OBJECTIVE | Show every line of the records below that contains the word "haze", copying each such line in full. Case counts.

===== DATA SHOWN

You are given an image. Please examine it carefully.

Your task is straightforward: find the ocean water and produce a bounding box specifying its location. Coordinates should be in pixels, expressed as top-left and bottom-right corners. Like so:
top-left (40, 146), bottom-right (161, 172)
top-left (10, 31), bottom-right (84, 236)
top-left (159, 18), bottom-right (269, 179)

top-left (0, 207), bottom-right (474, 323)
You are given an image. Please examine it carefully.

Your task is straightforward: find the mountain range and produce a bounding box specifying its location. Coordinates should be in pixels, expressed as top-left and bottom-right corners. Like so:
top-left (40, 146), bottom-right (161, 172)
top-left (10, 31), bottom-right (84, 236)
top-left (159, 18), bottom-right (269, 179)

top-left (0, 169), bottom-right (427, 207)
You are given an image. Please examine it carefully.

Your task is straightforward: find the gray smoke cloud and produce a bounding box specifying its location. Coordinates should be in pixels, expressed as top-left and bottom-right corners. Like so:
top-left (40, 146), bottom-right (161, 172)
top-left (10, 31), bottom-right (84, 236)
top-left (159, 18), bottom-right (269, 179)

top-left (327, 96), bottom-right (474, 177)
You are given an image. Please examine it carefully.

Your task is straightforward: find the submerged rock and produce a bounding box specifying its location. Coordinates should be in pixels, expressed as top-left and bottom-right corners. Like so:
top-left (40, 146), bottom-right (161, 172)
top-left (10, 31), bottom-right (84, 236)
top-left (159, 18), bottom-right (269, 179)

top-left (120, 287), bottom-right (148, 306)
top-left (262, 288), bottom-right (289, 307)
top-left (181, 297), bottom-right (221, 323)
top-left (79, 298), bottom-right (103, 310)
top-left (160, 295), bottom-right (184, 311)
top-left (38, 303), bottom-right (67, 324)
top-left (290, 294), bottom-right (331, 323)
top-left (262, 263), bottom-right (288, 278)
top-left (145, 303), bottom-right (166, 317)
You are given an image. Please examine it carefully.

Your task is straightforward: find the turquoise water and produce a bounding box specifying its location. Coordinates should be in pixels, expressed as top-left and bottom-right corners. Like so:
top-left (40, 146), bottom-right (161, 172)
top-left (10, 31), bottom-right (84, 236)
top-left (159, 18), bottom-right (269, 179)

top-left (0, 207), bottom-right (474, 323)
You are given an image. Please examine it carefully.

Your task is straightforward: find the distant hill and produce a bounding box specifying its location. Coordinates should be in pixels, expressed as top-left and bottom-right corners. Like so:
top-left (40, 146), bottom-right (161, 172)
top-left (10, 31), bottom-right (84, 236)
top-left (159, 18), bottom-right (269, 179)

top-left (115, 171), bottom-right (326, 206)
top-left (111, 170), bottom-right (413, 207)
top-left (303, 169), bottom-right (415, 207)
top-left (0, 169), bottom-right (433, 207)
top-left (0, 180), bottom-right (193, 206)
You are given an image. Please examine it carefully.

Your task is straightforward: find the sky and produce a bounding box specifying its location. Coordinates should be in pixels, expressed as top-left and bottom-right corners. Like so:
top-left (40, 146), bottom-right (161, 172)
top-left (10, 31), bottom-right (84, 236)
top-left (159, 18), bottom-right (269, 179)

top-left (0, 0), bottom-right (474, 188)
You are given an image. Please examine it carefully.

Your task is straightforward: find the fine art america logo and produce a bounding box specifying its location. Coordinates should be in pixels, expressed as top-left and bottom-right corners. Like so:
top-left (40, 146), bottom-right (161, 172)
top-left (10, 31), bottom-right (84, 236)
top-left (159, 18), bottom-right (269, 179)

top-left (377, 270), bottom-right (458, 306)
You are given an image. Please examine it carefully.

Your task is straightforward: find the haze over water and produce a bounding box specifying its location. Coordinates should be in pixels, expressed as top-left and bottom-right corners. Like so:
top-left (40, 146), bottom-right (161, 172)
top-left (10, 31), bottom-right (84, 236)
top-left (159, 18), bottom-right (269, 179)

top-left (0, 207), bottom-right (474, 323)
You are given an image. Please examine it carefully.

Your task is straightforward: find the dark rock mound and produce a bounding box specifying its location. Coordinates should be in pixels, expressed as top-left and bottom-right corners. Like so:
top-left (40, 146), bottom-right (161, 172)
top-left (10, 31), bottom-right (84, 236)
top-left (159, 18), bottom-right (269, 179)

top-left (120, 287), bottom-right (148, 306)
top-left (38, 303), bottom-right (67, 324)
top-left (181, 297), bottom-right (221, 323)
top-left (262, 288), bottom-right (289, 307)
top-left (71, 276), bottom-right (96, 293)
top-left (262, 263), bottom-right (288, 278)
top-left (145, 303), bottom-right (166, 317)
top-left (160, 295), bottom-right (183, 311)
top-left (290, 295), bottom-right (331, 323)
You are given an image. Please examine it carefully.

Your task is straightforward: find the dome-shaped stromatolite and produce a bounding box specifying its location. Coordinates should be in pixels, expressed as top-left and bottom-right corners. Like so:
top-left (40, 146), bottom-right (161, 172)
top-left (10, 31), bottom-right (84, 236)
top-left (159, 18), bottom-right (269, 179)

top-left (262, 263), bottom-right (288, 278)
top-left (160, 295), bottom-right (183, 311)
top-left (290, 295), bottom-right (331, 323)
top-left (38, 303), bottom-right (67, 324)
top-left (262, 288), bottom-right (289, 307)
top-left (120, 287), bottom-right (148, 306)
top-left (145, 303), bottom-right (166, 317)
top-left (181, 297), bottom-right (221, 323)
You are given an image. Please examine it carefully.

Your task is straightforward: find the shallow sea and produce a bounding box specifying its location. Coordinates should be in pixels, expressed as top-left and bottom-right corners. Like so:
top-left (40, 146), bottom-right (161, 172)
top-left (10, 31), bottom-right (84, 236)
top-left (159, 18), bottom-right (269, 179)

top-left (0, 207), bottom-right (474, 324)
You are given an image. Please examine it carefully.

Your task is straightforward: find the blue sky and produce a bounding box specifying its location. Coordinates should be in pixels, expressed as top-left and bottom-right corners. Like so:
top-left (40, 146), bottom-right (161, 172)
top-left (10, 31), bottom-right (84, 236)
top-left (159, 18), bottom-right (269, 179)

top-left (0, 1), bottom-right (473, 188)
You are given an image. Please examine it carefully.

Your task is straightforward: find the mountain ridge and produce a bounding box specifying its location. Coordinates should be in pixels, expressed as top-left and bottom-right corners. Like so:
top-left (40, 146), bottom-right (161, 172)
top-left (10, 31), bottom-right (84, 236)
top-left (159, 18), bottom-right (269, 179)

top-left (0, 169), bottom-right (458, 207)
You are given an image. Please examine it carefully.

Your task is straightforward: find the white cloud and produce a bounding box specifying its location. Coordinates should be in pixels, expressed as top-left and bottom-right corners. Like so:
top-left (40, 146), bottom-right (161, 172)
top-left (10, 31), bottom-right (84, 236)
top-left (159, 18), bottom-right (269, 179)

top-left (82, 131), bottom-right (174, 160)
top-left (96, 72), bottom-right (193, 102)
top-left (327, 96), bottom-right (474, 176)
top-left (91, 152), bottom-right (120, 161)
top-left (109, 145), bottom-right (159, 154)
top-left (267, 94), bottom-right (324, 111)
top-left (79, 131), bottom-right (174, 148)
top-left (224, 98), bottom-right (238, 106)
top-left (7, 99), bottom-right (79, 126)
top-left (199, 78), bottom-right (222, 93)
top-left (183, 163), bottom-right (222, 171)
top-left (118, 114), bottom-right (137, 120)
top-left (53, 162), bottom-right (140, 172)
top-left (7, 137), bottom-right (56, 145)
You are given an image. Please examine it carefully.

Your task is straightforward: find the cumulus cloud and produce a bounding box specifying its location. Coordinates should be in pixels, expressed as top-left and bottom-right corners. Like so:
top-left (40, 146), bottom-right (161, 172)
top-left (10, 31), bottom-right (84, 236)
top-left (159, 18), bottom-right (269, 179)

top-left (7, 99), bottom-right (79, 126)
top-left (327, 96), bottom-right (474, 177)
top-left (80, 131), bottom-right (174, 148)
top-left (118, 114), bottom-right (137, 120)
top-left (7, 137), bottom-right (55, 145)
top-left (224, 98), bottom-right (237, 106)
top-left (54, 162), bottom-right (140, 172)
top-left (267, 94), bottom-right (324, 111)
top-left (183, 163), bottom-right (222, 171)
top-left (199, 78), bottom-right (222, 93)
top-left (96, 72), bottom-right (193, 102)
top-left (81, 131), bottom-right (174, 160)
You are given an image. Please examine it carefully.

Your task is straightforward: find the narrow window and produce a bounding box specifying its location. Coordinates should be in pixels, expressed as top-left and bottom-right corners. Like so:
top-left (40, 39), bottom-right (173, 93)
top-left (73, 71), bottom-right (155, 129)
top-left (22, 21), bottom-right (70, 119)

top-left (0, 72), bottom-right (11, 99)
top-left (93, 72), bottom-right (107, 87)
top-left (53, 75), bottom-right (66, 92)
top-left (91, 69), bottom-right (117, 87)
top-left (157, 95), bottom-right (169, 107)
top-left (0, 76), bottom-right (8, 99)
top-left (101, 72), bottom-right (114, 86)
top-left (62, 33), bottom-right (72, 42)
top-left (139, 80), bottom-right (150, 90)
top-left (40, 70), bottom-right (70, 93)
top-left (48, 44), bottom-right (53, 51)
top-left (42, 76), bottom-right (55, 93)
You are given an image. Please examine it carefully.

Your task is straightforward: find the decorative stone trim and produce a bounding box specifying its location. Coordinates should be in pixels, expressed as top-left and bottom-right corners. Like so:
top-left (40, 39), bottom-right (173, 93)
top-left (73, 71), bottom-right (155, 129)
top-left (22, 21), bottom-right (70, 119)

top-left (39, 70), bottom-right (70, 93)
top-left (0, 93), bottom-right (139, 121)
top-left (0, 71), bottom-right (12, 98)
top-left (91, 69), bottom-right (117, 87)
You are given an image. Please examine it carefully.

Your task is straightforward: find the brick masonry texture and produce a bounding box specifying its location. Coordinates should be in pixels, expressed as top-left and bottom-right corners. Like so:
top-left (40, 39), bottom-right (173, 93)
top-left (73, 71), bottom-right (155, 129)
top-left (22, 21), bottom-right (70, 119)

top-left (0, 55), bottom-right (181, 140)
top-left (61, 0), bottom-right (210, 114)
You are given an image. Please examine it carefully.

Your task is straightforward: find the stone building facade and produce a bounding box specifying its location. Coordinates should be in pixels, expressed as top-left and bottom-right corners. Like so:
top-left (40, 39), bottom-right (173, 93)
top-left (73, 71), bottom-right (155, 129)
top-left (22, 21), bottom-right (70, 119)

==========

WRITTEN REPLY |
Your task is straightforward: find the haze over water and produce a bounding box specifying its location. Coordinates should be in pixels, expressed as top-left and bottom-right corners. Like so:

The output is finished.